→ **EXERCISE REQUIREMENTS**
**a.** In the article about Glenn Beck and the Canadian euthanasia case, condense the paragraph beginning "According to the Canadian Institute for Health Information" into a short bulleted list that keeps its main figures.
**b.** According to the article about Glenn Beck and the Canadian euthanasia case, what percentage of all deaths in Canada did MAID account for in 2023?
**c.** Reproduce a passage from the article about Glenn Beck and the Canadian euthanasia case. Begin at the words "A new government" and stop after the words "primary care provider.".

→ **PASSAGE TO READ**

= = = = = = =

Glenn Beck works to save pain-racked Canadian woman left at euthanasia dead end by broken socialist health care system
Photo by ROMAIN PERROCHEAU/AFP via Getty Images
“I understand how long and how much she’s suffered, and it’s horrific, the physical suffering, but it’s also the mental anguish,” Miles Sundeen, Van Alstine’s partner, said late last month. “No hope — no hope for the future, no hope for any relief. I don’t want her to do it, but I understand where she’s at.”
George Carson, a MAID approval doctor, indicated this week that he assessed Van Alstine and provided her with his approval. Since she has apparently also received approval from a nurse practitioner, she now requires only one more approval in order to secure a spot among the tens of thousands of Canadians who will be snuffed out in the new year by their socialist health care system, which was originally founded by the eugenicist Tommy Douglas.
MAID is among the top five leading causes of death in Canada and accounted for 4.7% of all deaths in the country in 2023.
Rebecca Vachon, health program director at the Canadian think tank Cardus, recently told Blaze News that “based on current reporting from the most populous provinces, we expect to see more than 16,500 ‘medical assistance in dying’ or euthanasia deaths in 2024, which is an increase from the 15,343 deaths reported in 2023. This will likely result in MAID deaths constituting 5% of total deaths in Canada that year.”
MAID — which Canada’s Office of the Parliamentary Budget Officer boasted in October 2020 would, with expanded access, “result in a net reduction in health care costs for the provincial governments” — appears to be fast becoming a relief valve for a health care system that has come under great strain in part because of an aging population but largely because of the immigration-driven population gains overseen by the Trudeau Liberals.
‘Imagine saving a woman’s life for Christmas.’
Average annual immigration from 2000 to 2015 was 617,800. Under the Trudeau Liberals, average annual immigration was 1.4 million from 2016 to 2024.
As of April 1, 2025, Canada had an estimated population of just over 41.5 million people. According to the 2021 census, over 8.3 million people — 23% of the total population — “were, or had ever been, a landed immigrant or permanent resident in Canada.” This, however, appears to be a gross undercount.
A new government report revealed that 38% of non-permanent residents — roughly another 576,000 — were potentially “missed” by the 2021 census.
According to the Canadian Institute for Health Information, there were 2.41 physicians per 1,000 people. The United States, by comparison, reportedly has at least 3.6 doctors per 1,000. An estimated 5.9 million Canadians — around 14% — don’t have regular access to a primary care provider.
“This is your socialized health care, gang,” Beck said on Wednesday of Van Alstine’s case.
“This is the reality of compassionate, progressive health care. Canada has to end this insanity. And Americans must never let it spread here.”
After Van Alstine’s last-ditch plea for help to Canadian lawmakers and officials failed to immediately produce the desired results, an American got involved.
“If there is any surgeon in America who can do this, I’ll pay for this patient to come down here for treatment,” Beck wrote Tuesday on X.
RELATED: JD Vance to Canada: Stop blaming Trump for your decline
Photo by Artur Widak/NurPhoto via Getty Images
Beck revealed in a series of announcements first, that multiple surgeons reached out with an interest in helping; second, that his team made contact with Van Alstine and Sundeen; and third, that his team had connected with the U.S. State Department after discovering that Van Alstine lacked a passport to gain legal entry into the United States.

= = = = = = =

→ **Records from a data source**
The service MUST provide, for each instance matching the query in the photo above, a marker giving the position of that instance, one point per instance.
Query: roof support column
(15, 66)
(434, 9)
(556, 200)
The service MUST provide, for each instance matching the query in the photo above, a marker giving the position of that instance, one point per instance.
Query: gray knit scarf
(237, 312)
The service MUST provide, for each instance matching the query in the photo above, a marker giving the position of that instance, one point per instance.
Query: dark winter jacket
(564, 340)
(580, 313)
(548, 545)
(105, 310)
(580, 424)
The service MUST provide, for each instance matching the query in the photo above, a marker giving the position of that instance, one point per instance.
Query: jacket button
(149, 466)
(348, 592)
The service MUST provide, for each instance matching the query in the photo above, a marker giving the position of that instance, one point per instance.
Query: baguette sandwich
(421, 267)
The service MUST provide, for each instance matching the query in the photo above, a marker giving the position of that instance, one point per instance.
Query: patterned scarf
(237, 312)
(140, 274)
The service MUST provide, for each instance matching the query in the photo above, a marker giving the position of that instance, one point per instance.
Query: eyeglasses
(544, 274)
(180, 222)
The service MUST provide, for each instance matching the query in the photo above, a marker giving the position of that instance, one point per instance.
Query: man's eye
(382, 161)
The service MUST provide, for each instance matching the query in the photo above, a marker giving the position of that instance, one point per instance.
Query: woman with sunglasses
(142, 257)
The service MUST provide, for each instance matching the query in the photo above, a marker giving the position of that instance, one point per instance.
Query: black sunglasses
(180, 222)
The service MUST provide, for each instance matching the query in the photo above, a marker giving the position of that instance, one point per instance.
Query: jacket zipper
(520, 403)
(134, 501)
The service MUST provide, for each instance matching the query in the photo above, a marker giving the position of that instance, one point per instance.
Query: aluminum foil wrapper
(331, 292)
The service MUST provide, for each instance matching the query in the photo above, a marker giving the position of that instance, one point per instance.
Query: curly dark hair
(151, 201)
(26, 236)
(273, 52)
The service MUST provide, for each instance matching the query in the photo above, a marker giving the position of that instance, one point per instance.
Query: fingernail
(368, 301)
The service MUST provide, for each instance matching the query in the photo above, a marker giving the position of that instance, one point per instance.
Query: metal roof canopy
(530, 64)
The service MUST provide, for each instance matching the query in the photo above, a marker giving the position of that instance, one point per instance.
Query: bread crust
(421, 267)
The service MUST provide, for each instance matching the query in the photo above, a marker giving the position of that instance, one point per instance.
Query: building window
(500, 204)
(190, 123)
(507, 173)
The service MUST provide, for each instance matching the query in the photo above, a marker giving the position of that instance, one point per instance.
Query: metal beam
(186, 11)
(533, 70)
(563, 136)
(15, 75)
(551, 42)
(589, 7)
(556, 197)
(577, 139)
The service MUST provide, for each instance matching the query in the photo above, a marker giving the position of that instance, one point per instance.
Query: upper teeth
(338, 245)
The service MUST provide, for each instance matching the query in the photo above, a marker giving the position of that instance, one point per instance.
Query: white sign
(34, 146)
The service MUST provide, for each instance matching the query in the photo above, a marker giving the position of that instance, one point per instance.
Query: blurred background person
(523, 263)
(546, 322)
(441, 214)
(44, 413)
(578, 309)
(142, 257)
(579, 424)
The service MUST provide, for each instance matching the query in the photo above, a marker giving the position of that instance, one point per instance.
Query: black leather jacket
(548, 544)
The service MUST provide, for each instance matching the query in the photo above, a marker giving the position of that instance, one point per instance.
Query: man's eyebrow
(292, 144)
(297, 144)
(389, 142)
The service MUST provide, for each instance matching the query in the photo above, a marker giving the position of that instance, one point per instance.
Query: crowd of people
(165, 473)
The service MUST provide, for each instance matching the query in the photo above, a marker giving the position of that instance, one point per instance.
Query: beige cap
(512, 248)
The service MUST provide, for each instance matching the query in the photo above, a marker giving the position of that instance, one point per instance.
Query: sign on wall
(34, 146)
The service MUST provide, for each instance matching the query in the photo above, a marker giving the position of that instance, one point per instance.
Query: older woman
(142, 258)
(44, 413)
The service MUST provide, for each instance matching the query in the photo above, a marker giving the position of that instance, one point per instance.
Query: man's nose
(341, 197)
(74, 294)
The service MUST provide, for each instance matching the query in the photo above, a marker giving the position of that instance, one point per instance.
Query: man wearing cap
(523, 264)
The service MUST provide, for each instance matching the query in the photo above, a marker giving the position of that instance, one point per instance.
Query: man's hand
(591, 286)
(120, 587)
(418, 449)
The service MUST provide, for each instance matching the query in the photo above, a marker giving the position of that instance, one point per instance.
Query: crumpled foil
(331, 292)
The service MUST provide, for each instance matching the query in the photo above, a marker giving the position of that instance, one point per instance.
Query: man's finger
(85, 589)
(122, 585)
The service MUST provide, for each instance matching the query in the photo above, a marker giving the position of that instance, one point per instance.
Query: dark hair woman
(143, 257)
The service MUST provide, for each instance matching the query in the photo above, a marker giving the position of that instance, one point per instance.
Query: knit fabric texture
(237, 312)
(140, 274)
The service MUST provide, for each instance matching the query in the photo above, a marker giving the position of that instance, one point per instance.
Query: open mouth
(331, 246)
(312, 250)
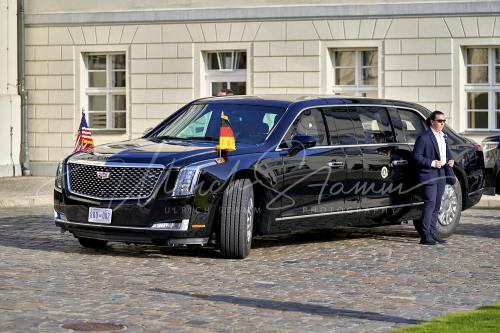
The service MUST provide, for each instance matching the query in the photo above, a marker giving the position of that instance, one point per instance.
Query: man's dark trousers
(433, 193)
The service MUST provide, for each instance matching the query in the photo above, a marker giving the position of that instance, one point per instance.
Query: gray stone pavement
(367, 280)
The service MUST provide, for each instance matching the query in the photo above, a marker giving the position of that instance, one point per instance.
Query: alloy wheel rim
(249, 220)
(449, 203)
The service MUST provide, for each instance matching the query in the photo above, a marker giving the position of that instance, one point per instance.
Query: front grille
(124, 182)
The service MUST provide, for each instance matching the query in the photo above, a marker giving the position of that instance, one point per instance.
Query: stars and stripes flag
(226, 138)
(84, 142)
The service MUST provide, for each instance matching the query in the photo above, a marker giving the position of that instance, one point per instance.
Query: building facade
(129, 64)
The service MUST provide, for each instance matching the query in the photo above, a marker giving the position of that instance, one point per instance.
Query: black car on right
(491, 150)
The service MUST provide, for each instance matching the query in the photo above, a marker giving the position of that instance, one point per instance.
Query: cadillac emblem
(103, 175)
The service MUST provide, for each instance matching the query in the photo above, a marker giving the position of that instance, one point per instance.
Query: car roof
(287, 100)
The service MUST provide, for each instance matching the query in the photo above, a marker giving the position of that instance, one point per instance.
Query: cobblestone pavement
(368, 280)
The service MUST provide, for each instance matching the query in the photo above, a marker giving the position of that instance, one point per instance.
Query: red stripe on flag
(226, 131)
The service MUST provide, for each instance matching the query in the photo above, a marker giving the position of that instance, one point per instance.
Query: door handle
(336, 164)
(399, 163)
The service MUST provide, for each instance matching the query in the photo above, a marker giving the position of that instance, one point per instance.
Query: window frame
(491, 88)
(358, 89)
(226, 76)
(109, 91)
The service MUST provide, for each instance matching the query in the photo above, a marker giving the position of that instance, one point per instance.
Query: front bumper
(137, 235)
(164, 222)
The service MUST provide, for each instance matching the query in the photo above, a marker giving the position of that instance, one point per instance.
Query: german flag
(226, 139)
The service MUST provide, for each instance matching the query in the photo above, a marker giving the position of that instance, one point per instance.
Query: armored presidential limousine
(300, 163)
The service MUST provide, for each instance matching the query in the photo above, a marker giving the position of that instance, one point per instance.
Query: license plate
(100, 215)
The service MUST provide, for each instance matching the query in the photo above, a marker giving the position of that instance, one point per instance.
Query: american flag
(84, 142)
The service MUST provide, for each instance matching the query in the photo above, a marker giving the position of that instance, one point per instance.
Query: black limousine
(300, 163)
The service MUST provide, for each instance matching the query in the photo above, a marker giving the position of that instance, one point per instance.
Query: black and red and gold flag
(226, 138)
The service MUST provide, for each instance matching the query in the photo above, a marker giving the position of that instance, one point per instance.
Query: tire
(92, 243)
(237, 215)
(450, 211)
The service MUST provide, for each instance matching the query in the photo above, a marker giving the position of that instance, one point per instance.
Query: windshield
(251, 124)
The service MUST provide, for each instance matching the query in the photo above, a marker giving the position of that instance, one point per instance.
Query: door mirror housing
(301, 142)
(147, 130)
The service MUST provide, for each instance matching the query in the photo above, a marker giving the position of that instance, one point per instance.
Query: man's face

= = = = = = =

→ **RESPONSES BY TASK**
**a.**
- Canada: 2.41 physicians per 1,000 people (Canadian Institute for Health Information)
- United States: at least 3.6 doctors per 1,000
- About 5.9 million Canadians (around 14%) lack regular access to a primary care provider

**b.** 4.7%

**c.**
A new government report revealed that 38% of non-permanent residents — roughly another 576,000 — were potentially “missed” by the 2021 census.
According to the Canadian Institute for Health Information, there were 2.41 physicians per 1,000 people. The United States, by comparison, reportedly has at least 3.6 doctors per 1,000. An estimated 5.9 million Canadians — around 14% — don’t have regular access to a primary care provider.